▶ Texto proporcionado:
"""

Leer un libro, aproximarse a sus páginas y encontrar algo en ellas que nos interpela, constituye un ritual bastante íntimo en el que, a gusto de cada quién, se subrayan ideas, se hacen anotaciones al margen o se dejan marcas en sus hojas como si fueran pistas en un mapa que se ha recorrido. Al final, quien lee guarda para sí una impresión o un juicio de aquello que leyó y, sin más, el encuentro terminará ahí. Sin embargo, a veces una cierta obra produce una experiencia que desborda la interioridad y se hace menester dejar testimonio de ese encuentro. En cierto sentido, una reseña es el testimonio de un encuentro de lectura, pero también puede tramarse como la bitácora de un viaje que pretende ser compartido con otras personas.
Pues bien, eso es lo que me propongo hacer aquí, a propósito del libro “Adiós al arte contemporáneo, ¡viva el arte anacrónico!” (UAM Cuajimalpa, 2023), de Mario Morales. Compartiré con ustedes el testimonio de mi encuentro con su obra que, adelanto desde ahora, considero como una táctica de combate contra los relatos que constriñen nuestra experiencia sensible. Y lo haré valiéndome de una cuartada, pues he trabajado de cerca con el autor, quien a lo largo de los años nunca ha dejado de asombrarme. Anticipo que mi lectura es parcial y subjetiva (¿alguna lectura no lo es?), ya que soy testigo de la forma en que Mario incita al pensamiento colectivo igual con sus estudiantes que con sus colegas y amistades. Él suele ofrecer una mirada profunda y versada –pero no por ello impenetrable– de problemas, obras y autores que de suyo pueden parecerle insondables a quienes, como yo, no nos movemos en los circuitos artísticos. Por ello, reconozco en la obra de este autor un trabajo de larga data, en el que se circunscriben sus conocimientos como filósofo, diseñador y psicólogo, y donde sus propias convicciones políticas y estéticas se despliegan para brindarle al lector una propuesta original y de actualidad.
Advierto pues que la reseña que ofrezco no es la de una crítica ni la de una historiadora del arte. Tampoco me ostento como entendida de los vericuetos del diseño, y tendría que decir que mucho menos me puedo presentar ante ustedes como artista, pero después de leer cada página de este libro, quizás eso cambie. Propongo entonces abordar la obra en tres momentos con un mero afán expositivo, pero quiero aclarar desde ahora que este libro puede ser leído desde diversos ángulos teóricos, en distintos registros de conocimiento y desde diferentes posturas estético-políticas.

"""

▶ Instrucciones: Imprime sin cambios el pasaje de la reseña que empieza en "Advierto pues que" y termina en "diferentes posturas estético-políticas.".

Registros almacenados
"""

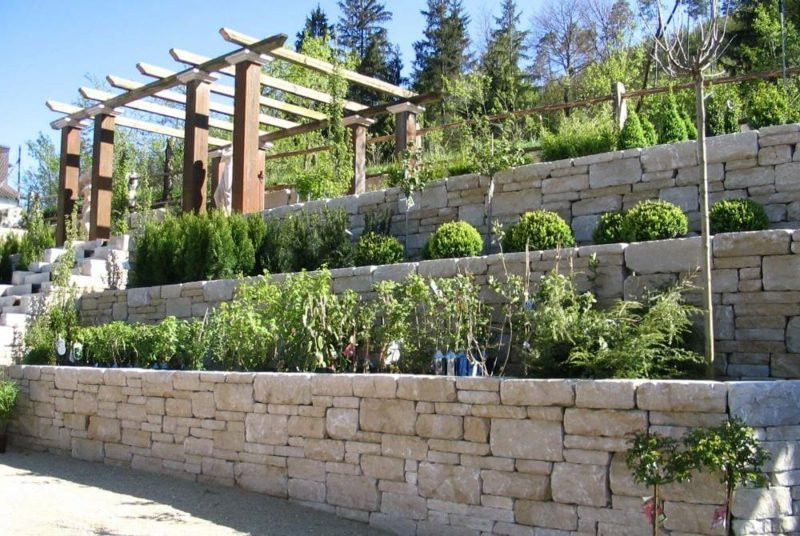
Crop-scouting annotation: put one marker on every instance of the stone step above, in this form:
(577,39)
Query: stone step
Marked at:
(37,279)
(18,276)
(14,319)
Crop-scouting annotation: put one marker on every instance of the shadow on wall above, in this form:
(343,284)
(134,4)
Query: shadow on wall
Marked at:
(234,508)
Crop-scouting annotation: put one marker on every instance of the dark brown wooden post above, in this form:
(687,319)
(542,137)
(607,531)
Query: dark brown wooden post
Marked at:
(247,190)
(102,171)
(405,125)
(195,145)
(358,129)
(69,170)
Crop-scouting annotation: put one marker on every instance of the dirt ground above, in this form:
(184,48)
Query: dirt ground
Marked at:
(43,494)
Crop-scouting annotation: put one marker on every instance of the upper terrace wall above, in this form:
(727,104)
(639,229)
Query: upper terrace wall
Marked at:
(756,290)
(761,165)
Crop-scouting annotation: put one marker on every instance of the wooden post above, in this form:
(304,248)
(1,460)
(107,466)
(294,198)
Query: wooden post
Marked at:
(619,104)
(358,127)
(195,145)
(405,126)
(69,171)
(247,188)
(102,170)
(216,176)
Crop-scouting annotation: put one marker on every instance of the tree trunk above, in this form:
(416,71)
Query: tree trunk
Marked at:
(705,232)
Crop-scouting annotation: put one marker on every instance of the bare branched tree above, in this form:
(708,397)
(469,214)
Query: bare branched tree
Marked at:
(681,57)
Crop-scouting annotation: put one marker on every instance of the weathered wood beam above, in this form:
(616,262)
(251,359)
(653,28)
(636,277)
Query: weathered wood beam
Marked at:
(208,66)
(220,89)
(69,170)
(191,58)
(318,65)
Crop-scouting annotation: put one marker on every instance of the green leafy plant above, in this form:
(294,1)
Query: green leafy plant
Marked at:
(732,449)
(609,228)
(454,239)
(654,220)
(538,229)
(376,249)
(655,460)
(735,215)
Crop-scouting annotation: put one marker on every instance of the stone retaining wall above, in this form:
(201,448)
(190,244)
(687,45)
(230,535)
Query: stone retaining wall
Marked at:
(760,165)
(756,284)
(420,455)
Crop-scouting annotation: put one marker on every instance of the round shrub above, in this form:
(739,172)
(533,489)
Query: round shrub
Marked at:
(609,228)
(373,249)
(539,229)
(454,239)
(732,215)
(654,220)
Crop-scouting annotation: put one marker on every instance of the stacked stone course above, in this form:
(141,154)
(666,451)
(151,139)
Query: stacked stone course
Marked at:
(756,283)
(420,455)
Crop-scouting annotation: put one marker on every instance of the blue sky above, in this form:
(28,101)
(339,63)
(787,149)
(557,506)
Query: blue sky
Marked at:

"""

▶ Solución:
Advierto pues que la reseña que ofrezco no es la de una crítica ni la de una historiadora del arte. Tampoco me ostento como entendida de los vericuetos del diseño, y tendría que decir que mucho menos me puedo presentar ante ustedes como artista, pero después de leer cada página de este libro, quizás eso cambie. Propongo entonces abordar la obra en tres momentos con un mero afán expositivo, pero quiero aclarar desde ahora que este libro puede ser leído desde diversos ángulos teóricos, en distintos registros de conocimiento y desde diferentes posturas estético-políticas.